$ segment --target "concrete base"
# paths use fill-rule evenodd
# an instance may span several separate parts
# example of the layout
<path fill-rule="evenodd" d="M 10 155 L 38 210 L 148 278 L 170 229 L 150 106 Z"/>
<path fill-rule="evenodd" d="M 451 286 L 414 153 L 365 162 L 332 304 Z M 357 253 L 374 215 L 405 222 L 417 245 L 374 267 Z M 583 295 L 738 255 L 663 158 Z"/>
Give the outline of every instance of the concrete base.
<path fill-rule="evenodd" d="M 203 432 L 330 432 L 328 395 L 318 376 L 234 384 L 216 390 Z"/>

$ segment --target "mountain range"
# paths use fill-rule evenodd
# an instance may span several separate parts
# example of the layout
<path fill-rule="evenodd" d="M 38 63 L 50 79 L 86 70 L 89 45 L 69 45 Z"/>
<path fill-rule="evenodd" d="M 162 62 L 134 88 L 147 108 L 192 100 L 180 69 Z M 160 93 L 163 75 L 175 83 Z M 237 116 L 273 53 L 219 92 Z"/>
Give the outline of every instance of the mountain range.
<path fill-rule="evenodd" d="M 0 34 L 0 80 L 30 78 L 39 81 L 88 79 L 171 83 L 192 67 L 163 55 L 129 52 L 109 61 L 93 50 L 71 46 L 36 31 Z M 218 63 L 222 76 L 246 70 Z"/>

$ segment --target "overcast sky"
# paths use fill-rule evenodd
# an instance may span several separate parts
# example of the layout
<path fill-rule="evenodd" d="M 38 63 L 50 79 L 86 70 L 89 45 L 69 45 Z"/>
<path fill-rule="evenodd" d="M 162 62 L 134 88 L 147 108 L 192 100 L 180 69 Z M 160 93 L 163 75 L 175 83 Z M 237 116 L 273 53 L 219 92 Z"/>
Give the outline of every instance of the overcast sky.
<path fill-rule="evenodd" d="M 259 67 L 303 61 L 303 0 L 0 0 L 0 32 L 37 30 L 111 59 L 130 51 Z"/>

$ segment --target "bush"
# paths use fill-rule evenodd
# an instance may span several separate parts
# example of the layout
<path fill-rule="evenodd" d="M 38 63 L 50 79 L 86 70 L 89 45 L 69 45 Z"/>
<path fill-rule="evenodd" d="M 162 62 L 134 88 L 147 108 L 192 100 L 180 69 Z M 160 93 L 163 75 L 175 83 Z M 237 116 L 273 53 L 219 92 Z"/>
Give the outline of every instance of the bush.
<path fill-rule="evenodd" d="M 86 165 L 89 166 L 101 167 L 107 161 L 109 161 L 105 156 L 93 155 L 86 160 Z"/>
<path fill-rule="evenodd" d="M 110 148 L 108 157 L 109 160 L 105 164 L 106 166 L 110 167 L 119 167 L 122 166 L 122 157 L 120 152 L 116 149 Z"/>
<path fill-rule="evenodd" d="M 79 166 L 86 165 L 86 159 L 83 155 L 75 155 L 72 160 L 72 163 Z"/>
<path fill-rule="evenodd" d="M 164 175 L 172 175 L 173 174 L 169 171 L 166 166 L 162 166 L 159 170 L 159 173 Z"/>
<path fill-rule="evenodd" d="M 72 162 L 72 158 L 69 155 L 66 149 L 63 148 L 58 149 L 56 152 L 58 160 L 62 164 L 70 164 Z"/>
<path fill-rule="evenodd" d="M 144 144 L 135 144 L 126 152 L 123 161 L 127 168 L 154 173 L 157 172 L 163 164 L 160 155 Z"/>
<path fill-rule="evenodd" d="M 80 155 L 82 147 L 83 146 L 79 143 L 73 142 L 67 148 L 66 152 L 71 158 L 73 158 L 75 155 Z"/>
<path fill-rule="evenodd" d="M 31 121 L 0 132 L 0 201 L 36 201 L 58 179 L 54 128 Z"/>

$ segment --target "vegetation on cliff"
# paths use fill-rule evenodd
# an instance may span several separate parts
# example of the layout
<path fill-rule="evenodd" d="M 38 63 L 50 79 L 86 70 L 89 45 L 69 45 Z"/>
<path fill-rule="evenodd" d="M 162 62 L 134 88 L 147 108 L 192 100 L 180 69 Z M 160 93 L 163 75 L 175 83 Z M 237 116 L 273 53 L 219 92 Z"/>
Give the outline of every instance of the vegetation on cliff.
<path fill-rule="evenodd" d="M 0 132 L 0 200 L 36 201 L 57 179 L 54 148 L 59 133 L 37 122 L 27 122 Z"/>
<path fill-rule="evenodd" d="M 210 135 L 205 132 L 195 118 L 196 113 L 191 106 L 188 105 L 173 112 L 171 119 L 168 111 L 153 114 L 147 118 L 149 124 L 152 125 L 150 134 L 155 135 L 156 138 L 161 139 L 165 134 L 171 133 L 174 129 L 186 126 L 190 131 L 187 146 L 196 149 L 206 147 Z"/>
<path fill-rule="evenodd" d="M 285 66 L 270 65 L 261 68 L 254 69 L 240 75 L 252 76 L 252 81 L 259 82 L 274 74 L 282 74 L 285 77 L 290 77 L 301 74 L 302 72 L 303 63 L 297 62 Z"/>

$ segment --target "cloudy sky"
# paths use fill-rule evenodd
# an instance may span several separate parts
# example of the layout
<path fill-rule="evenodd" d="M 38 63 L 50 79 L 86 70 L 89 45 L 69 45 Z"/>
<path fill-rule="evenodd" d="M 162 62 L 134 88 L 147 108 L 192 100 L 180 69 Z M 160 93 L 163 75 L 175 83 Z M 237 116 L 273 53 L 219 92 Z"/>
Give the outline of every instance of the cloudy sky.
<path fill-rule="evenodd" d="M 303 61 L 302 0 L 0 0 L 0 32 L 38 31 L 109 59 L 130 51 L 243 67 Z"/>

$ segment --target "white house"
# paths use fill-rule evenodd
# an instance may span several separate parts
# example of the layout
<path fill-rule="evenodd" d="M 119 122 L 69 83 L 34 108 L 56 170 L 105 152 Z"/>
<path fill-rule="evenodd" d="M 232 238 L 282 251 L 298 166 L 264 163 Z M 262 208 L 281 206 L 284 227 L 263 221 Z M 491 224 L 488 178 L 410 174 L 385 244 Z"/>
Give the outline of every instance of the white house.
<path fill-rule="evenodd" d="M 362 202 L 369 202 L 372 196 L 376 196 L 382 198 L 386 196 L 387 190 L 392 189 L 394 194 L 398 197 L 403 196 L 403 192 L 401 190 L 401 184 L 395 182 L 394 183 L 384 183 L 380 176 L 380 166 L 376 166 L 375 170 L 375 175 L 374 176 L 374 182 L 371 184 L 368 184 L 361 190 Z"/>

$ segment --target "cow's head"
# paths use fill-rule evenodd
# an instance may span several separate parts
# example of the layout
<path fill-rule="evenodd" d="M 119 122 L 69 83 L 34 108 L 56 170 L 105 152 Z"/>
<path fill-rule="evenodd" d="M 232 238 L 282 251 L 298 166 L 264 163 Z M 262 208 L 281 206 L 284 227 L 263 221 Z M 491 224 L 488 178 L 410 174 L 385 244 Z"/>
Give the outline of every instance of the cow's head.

* **Work to complete**:
Please pick out every line in the records above that contains the string "target", copying each line in full. Case counts.

* **Exercise answer**:
$ segment --target "concrete base"
$ segment --target "mountain range"
$ segment --target "overcast sky"
$ segment --target "bush"
$ segment --target "vegetation on cliff"
$ segment --target "cloudy sky"
$ segment --target "white house"
$ segment --target "cow's head"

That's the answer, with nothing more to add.